━━━━━ TEXT FOR ANALYSIS

However, there is another perspective you can take: MonadException is not tied just to asynchronous exceptions, but any zero-like value which obeys the same laws that exceptions obey. The semantics of these exceptions are described in the paper Asynchronous Exceptions in Haskell. They specify exactly the interaction of masking, throw and catch, as well as how interrupts can be introduced by other threads. In this view, whether or not this behavior is prescribed by the RTS or by passing pure values around is an implementation detail: as long as an instance is written properly, zeros will be properly handled. This also means that it is no longer acceptable to provide a MonadException instance for ErrorT e, unless we also have an underlying MonadException for the inner monad: we can’t forget about exceptions on the lower layers!
There is one last problem with this approach: once the primitives have been selected, huge swaths of the standard library have to be redefined by “copy pasting” their definitions but having them refer to the generalized versions. This is a significant practical hurdle for implementing a library based on this principle: it’s simply not enough to tack a liftIO to the beginning of a function!

━━━━━━━━━━

### [WHAT TO DO]
According to the passage on MonadException, which paper describes the semantics of these exceptions?

━━━━━ PROVIDED RECORDS

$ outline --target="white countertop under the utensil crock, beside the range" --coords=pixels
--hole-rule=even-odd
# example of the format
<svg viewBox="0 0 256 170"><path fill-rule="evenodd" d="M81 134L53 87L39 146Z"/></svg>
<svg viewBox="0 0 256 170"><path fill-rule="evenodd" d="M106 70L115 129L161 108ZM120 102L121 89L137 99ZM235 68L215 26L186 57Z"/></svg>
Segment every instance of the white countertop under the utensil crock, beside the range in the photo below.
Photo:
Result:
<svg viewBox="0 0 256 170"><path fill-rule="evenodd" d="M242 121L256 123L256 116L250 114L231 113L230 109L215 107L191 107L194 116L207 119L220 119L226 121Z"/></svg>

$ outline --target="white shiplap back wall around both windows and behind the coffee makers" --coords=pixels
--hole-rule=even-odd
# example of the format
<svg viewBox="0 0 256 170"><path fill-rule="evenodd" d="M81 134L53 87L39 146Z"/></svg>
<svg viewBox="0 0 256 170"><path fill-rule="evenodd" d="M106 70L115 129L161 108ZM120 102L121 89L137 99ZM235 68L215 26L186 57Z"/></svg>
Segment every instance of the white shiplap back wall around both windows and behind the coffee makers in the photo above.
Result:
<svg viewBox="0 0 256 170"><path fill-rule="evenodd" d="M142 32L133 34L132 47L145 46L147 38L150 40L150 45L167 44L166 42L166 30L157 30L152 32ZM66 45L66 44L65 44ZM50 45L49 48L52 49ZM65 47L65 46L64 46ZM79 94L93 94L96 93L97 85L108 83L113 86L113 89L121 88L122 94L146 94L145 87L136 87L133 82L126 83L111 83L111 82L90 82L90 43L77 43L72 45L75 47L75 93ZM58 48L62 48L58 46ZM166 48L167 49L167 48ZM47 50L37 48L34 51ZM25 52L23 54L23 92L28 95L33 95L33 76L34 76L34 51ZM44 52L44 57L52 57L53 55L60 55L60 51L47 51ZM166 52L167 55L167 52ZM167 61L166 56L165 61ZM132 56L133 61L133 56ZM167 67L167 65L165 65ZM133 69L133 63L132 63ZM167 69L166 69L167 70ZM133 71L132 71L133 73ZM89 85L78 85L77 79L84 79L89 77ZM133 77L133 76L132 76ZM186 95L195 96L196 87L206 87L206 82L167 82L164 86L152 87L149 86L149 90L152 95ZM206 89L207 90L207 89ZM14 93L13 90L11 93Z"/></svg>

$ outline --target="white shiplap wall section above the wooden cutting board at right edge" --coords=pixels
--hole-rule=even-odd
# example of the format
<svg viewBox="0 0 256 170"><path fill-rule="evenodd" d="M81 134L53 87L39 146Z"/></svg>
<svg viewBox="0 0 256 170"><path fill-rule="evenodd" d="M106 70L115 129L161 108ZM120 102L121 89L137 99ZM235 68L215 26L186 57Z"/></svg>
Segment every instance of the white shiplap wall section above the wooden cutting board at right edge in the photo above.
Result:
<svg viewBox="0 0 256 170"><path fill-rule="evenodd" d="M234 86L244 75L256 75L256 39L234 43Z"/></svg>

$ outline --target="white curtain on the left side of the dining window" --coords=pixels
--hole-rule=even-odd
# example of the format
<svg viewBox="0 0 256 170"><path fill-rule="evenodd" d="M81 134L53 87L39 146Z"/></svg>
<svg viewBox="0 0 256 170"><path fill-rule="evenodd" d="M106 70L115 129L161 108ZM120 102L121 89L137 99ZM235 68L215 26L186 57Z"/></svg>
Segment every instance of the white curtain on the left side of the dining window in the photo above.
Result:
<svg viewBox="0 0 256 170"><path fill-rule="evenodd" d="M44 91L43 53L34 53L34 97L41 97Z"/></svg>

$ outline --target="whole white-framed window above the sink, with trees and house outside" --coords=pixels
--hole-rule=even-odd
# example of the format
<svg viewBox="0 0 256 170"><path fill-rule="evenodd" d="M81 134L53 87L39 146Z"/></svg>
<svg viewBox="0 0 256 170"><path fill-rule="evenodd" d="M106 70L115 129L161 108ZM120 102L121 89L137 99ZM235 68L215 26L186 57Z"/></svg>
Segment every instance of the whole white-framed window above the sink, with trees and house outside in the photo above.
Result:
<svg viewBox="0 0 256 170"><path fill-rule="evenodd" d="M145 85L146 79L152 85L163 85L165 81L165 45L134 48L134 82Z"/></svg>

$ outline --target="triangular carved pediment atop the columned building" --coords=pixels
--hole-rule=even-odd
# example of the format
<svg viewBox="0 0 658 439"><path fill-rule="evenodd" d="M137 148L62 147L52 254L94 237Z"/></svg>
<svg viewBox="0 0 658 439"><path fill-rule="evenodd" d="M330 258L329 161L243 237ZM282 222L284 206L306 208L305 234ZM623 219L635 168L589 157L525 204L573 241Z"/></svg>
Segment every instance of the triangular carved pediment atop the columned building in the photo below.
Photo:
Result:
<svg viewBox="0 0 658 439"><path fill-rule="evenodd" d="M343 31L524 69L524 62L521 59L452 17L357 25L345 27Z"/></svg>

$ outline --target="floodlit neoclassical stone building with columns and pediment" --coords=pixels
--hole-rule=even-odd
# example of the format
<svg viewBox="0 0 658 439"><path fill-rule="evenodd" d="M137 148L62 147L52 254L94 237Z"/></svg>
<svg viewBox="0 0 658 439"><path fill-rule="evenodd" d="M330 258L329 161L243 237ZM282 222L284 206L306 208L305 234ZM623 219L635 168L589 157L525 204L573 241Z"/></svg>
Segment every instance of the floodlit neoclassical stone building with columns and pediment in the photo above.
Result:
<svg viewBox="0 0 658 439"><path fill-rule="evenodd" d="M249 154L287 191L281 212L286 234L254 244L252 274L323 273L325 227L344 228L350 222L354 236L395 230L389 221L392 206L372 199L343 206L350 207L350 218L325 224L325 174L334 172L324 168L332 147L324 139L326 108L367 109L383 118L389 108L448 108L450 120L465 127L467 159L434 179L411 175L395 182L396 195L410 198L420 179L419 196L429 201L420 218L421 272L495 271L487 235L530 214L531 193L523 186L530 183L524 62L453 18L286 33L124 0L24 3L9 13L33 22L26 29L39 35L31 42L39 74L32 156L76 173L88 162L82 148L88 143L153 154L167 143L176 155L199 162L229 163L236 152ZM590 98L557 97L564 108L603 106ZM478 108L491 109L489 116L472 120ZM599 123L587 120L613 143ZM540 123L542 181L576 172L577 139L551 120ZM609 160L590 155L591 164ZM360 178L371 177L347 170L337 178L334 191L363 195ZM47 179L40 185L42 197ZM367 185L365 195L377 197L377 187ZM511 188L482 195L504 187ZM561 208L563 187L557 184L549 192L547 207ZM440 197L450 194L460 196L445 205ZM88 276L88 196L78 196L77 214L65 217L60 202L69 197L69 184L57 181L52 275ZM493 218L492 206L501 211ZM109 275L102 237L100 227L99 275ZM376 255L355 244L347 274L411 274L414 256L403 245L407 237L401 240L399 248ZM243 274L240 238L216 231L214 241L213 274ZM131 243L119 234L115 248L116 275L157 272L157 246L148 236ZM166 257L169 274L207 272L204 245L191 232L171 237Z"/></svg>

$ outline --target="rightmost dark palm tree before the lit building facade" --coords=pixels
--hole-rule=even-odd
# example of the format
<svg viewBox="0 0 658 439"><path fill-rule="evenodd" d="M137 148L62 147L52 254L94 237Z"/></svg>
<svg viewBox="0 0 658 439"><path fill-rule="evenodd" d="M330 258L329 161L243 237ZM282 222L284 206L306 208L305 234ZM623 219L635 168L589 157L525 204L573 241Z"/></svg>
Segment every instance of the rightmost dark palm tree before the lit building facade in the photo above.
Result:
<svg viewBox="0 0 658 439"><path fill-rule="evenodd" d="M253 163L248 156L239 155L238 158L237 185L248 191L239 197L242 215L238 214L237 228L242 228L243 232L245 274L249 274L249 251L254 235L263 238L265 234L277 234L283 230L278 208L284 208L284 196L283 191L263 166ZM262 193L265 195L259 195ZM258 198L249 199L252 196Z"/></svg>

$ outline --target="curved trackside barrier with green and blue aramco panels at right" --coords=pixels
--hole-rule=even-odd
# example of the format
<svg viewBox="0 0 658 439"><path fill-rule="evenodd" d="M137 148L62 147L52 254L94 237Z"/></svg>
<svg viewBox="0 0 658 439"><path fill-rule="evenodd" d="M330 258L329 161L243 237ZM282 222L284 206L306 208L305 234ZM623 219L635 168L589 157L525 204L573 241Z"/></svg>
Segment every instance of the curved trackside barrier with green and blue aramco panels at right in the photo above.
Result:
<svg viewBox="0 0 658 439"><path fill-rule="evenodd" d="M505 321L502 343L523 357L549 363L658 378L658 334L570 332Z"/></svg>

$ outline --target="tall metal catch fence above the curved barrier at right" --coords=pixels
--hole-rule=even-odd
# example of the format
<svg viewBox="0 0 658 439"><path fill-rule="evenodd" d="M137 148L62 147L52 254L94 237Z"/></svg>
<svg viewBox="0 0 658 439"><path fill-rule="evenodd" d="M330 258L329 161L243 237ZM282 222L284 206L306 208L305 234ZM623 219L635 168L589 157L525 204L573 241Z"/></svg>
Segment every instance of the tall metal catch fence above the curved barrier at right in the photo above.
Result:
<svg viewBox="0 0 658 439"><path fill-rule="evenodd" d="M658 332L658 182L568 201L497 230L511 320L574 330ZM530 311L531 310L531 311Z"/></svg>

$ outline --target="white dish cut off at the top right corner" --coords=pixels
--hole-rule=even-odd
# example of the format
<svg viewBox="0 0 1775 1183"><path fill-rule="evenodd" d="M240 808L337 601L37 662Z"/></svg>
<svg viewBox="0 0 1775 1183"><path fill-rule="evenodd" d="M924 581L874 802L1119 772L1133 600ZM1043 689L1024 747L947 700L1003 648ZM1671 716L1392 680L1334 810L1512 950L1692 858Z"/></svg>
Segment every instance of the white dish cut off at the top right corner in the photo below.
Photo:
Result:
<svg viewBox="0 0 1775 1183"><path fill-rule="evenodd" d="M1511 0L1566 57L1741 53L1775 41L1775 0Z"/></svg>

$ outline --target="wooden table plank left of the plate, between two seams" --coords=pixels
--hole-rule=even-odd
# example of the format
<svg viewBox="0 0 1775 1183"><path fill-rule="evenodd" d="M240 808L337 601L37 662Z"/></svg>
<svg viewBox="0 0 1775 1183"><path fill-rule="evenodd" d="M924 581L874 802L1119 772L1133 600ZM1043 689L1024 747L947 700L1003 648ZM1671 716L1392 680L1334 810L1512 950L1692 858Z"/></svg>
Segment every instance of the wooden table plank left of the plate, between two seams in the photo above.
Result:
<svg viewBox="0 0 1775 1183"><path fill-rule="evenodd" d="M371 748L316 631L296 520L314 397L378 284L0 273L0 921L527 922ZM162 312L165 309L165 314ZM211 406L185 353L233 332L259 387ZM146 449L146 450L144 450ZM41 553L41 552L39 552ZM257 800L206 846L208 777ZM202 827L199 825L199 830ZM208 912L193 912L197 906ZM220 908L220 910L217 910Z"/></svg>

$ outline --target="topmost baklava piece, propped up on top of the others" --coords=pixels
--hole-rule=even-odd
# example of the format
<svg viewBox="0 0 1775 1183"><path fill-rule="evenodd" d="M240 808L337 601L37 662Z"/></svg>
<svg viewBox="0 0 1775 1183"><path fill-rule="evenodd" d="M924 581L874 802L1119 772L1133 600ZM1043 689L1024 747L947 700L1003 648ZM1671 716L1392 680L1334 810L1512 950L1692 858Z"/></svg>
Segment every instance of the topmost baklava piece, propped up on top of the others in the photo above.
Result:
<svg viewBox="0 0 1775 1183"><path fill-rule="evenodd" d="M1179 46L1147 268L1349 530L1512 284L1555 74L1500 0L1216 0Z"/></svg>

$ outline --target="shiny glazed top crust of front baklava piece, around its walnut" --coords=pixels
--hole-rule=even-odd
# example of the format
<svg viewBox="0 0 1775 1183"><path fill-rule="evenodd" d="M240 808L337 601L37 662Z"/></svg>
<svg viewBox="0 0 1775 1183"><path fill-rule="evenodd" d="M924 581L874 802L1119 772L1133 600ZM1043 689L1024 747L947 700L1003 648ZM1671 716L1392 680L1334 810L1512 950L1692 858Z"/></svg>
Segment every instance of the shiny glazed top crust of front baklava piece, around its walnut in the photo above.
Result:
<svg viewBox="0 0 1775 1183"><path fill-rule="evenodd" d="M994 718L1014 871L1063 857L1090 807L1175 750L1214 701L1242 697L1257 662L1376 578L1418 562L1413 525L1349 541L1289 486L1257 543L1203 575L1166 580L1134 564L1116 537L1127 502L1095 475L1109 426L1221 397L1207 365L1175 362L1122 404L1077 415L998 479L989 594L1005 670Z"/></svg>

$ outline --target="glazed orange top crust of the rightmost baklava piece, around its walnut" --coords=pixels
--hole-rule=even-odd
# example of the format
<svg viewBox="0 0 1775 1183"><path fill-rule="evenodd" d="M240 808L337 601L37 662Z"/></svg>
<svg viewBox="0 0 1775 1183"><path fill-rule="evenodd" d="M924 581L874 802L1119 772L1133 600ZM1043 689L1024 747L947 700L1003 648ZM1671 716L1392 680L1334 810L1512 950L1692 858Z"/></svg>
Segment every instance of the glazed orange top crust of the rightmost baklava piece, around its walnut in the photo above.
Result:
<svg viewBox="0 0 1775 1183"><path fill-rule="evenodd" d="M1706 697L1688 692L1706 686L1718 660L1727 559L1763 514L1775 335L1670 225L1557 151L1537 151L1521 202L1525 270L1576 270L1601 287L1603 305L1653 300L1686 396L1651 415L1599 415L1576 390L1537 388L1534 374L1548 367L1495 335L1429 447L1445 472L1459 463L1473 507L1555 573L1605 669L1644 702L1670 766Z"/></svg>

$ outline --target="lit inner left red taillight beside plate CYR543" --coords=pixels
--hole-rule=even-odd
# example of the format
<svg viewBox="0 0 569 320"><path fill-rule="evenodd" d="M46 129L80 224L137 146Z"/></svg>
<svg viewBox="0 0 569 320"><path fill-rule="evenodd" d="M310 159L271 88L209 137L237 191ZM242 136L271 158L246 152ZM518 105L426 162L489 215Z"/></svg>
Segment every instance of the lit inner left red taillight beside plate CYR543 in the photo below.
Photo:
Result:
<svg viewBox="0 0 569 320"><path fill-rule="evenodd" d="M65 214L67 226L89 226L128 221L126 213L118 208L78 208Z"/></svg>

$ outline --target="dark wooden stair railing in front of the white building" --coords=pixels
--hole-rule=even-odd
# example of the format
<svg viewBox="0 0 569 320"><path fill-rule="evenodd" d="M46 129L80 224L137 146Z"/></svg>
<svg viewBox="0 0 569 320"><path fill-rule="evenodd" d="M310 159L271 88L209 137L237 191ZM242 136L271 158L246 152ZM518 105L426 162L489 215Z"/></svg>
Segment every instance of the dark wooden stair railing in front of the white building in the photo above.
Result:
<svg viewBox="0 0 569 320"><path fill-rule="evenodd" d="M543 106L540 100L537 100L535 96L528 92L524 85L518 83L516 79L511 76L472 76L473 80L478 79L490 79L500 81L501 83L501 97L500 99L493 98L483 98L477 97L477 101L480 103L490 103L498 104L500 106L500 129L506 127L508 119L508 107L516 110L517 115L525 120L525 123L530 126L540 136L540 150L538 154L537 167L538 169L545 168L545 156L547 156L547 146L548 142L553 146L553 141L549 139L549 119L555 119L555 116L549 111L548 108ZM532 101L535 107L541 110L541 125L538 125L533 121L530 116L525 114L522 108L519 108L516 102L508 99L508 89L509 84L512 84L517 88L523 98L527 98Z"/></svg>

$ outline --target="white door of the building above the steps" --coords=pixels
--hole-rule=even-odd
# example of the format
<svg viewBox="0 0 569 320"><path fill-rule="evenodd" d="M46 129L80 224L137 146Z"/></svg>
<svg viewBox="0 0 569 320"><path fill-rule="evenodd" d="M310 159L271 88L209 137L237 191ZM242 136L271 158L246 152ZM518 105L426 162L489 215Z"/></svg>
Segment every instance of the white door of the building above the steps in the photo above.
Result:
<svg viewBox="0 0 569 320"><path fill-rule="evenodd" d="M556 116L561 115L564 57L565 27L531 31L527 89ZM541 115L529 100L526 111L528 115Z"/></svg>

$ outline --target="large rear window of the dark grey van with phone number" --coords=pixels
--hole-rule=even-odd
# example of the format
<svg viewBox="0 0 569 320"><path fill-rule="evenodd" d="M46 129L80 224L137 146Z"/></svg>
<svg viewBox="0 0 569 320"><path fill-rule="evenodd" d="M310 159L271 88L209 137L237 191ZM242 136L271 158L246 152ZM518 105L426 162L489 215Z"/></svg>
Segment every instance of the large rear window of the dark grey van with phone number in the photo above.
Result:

━━━━━━━━━━

### [RESULT OF THE EXERCISE]
The paper "Asynchronous Exceptions in Haskell."